-- Excerpt to read follows --

Make’s modelshop team is printing headbands for the visors from home using eight of the practice’s requisitioned studio Ultimakers. They can create 100 bands each day.
Paul Miles, Make’s modelshop lead, said: “As designers and makers, it’s great to be able to use our skills to helping the national effort. I know many other practices are involved too.
”My first batch of 300 for #thebigprint were collected free by DPD to be assembled at a central location and sterilised and then delivered to hospitals. We are at 500 in total so far.
”The aim is to print 100 units per day. It’s noisy for the homeschooling, but it’s worth it.”
Ross Hartland, a part II architectural assistant at Purcell in Cardiff, who is leading his practice’s participation, distributed 170 masks for the NHS last week using his own printer. The firm’s Bristol-based 3D printer has now also been co-opted for the cause.
Hartland said: “I’ve been using my 3D printer non-stop to produce protective face shields for the local hospitals in my area, and have volunteered to help make as many of these as possible to meet local demand.”
Other practices involved in similar work include ColladoCollins and Grimshaw which said Andrew Thomas, one of the partners, was producing two every 30 minutes in his spare room, using a printer he brought home from the office.
Fosters promotes faster laser-cutting technique
Foster & Partners said it was shaing the design templates and material specifications of a protype visor it had designed specifically for fast mass production using laser cutting rather than 3D printing.
A spokesperson said: ”We are sharing the design templates and material specifications as an open-source design asset. This is to encourage both designers and in particular large-scale manufacturers to investigate the potential of digital and laser cutting machines as an alternative to 3D printing technology.”
The prototype visor, designed by a team of industrial designers, modelmakers, architects and analysts, is made from three components: a visor made from 0.5mm optically clear PETG, an interlocking soft PP headband, and a surgical silicone rubber head strap that ties the two together.

-- Excerpt to read concluded --
-- Data shown follows --

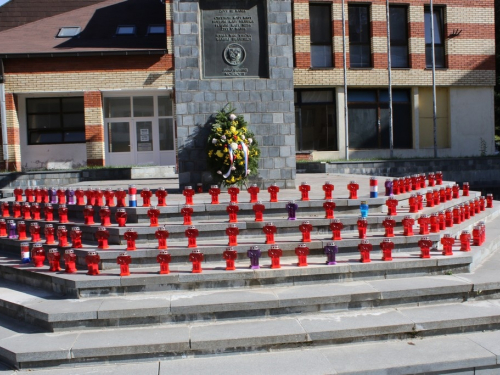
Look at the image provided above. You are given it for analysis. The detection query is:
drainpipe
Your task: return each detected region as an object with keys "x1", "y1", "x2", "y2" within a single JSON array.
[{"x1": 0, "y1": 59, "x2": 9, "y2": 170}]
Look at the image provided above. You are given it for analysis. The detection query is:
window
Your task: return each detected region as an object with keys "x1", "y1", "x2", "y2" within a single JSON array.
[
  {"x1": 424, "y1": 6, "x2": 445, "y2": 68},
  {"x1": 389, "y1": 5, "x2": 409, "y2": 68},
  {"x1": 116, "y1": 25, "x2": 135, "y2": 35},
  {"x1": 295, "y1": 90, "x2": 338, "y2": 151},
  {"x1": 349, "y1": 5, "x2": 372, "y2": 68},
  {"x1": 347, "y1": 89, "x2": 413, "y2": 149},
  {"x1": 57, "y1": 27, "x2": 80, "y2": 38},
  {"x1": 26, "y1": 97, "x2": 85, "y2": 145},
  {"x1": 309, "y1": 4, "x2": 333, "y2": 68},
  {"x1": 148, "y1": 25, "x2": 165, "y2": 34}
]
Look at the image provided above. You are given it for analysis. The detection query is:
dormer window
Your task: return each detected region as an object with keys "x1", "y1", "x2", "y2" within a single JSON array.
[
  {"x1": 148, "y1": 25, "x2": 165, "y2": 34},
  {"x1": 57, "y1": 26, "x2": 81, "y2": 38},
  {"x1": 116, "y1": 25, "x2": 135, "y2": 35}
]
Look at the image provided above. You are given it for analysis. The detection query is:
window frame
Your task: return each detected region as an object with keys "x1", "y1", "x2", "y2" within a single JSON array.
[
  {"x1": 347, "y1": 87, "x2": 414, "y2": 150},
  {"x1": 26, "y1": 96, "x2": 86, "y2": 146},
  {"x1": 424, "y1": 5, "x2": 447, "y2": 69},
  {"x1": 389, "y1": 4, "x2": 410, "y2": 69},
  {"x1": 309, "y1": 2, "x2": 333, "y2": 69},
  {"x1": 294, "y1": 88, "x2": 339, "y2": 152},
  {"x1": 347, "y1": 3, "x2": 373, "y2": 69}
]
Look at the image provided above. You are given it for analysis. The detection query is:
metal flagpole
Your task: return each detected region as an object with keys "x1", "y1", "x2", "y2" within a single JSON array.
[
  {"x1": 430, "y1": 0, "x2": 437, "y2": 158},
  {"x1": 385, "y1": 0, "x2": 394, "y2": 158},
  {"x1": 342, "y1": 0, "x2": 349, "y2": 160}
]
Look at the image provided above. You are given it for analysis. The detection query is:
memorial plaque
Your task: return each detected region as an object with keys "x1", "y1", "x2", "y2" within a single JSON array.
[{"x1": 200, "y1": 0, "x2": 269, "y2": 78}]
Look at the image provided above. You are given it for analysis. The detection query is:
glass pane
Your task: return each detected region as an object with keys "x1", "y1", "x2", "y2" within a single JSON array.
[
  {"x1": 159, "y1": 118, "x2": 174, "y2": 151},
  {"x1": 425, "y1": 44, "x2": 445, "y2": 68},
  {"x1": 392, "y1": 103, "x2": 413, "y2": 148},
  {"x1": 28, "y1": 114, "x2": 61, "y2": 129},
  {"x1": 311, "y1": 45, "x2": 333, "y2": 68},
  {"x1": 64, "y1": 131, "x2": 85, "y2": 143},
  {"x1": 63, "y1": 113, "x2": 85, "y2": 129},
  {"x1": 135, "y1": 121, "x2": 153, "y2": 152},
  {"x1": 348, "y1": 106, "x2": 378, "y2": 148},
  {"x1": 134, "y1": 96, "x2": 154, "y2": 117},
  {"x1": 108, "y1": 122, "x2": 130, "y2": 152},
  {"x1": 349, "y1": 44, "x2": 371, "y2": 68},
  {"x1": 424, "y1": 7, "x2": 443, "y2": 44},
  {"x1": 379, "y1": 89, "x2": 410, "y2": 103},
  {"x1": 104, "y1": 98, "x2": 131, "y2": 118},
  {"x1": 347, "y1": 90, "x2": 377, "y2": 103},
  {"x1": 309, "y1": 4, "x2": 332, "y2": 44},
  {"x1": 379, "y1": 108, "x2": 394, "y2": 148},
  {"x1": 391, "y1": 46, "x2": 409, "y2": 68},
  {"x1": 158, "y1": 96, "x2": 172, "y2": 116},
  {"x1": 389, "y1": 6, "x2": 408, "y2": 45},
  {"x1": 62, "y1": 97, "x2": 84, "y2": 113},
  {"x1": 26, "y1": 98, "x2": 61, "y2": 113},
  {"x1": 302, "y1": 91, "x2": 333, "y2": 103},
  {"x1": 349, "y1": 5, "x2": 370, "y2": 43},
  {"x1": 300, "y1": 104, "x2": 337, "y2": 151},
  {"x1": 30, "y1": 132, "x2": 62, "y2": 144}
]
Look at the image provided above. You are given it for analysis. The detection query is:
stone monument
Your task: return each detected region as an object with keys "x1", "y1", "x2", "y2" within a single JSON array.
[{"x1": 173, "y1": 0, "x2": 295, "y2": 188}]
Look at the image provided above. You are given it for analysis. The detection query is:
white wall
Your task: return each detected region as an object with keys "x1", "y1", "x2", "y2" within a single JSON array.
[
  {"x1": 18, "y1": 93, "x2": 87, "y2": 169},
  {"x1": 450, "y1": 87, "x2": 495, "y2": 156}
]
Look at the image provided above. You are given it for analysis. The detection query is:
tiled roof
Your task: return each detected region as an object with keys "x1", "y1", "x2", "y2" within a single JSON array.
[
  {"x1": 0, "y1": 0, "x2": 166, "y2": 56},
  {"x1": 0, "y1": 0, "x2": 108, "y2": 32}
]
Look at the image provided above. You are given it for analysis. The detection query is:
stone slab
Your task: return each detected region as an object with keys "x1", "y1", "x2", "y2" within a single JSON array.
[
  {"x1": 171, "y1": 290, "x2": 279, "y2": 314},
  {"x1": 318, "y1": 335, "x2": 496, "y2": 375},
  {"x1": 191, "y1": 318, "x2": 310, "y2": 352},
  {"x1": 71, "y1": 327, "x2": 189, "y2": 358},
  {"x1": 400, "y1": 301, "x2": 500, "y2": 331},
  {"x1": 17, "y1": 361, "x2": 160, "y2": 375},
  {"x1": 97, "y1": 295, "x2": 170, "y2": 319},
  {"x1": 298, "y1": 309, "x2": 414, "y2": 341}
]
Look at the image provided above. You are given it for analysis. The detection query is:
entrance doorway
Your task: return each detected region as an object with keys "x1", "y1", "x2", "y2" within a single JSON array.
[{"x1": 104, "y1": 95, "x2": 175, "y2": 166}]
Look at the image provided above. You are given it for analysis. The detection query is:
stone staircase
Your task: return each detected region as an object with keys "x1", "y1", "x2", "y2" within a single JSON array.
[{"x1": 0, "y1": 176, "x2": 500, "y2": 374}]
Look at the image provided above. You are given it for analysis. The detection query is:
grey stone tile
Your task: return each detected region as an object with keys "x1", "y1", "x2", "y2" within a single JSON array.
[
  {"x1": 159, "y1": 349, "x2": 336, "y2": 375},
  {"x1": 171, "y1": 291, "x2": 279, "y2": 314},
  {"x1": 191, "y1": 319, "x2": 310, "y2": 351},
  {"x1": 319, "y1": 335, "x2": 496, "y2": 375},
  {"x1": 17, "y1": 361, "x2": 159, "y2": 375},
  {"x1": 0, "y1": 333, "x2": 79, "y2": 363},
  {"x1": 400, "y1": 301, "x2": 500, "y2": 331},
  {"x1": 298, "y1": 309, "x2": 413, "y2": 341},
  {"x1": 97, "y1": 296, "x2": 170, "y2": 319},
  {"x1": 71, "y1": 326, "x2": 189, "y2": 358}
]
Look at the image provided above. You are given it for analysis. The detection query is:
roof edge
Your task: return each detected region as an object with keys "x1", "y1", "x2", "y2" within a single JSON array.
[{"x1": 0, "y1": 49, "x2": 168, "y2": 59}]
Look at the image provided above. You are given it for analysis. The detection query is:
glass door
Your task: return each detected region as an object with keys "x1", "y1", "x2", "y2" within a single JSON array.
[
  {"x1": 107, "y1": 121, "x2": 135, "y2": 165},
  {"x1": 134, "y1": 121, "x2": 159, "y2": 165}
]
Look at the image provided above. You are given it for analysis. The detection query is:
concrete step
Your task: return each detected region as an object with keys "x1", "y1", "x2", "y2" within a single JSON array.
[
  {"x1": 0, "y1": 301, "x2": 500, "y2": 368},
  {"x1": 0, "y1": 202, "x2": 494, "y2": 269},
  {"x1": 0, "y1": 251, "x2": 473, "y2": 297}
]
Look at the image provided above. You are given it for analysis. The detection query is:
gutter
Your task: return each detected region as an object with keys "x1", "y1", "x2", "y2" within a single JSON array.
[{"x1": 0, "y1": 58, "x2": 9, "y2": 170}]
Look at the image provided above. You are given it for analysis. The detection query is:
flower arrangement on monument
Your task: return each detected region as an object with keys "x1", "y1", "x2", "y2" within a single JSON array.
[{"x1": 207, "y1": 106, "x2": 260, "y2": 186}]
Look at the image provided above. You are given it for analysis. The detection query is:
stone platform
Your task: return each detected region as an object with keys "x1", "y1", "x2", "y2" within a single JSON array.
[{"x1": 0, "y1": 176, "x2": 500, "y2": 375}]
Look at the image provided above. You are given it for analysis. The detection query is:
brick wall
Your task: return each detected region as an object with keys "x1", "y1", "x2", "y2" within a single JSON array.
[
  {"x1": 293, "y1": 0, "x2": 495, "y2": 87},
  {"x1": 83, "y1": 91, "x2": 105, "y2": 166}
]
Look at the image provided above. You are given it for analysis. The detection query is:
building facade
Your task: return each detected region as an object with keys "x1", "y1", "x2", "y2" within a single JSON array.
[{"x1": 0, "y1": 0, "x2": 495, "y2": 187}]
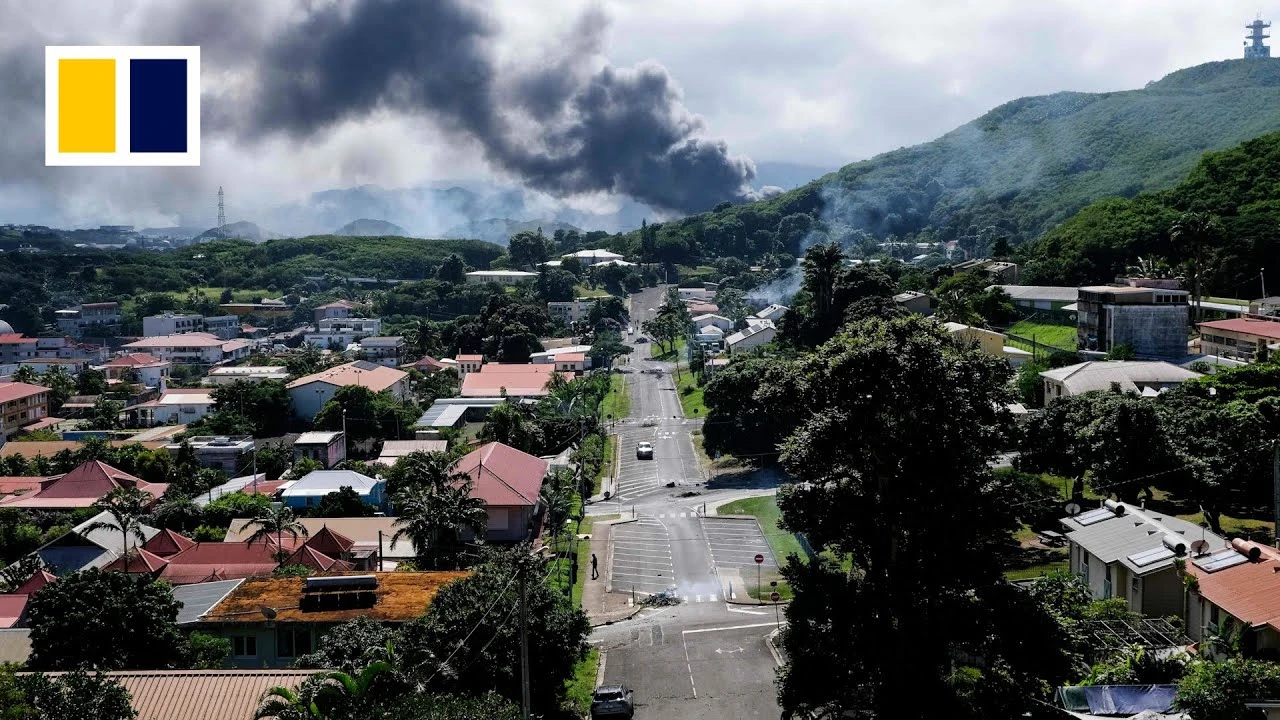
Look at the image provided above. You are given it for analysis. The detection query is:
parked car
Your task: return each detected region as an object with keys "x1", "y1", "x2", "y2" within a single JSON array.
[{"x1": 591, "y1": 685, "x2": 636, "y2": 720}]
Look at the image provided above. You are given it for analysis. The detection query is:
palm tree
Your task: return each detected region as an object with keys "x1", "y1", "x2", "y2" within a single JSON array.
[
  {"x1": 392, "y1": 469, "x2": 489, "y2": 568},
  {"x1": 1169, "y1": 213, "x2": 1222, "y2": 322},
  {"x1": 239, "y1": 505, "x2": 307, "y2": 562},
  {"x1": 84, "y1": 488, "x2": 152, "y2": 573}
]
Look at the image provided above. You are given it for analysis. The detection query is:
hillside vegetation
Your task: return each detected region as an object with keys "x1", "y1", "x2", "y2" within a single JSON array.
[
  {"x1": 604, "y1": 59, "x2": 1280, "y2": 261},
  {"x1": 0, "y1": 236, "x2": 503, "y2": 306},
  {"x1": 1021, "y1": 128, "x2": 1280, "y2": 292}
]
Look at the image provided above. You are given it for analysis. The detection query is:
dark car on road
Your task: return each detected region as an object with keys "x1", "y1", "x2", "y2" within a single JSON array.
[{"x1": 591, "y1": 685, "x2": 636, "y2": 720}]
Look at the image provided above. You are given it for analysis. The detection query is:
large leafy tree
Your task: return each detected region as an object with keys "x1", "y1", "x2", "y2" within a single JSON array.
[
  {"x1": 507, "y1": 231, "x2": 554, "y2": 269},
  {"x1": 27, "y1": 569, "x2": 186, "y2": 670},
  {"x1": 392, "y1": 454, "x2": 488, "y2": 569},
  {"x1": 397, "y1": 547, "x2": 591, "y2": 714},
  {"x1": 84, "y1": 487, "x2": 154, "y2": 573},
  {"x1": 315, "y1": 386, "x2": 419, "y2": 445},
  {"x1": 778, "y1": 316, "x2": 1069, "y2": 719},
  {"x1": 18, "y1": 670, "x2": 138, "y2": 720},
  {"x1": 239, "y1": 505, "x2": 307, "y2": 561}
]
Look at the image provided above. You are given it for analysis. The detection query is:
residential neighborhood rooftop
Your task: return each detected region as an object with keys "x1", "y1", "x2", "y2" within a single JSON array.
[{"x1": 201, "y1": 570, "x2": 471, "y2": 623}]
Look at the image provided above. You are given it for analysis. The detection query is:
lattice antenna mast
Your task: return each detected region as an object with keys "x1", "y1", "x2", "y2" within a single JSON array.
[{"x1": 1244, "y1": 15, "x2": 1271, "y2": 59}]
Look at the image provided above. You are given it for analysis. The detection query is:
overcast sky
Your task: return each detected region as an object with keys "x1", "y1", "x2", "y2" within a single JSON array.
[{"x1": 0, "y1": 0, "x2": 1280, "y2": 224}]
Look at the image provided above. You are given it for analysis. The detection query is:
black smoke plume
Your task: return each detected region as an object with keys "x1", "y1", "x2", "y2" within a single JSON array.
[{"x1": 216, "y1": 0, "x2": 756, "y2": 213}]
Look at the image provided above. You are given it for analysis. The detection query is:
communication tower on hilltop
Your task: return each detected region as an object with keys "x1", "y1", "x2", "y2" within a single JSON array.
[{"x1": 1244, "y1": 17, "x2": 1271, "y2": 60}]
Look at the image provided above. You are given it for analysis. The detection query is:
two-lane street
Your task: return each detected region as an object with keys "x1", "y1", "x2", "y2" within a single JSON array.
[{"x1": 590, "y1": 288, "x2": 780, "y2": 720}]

-- Data shown concluded --

## Goal of the exercise
In the excerpt about architecture practices making visors, why does Foster & Partners share its visor design templates and material specifications openly?

## Solution for this exercise
Foster & Partners shares them as an open-source design asset to encourage designers, and especially large-scale manufacturers, to explore digital and laser cutting machines as an alternative to 3D printing. The prototype visor was designed for fast mass production using laser cutting.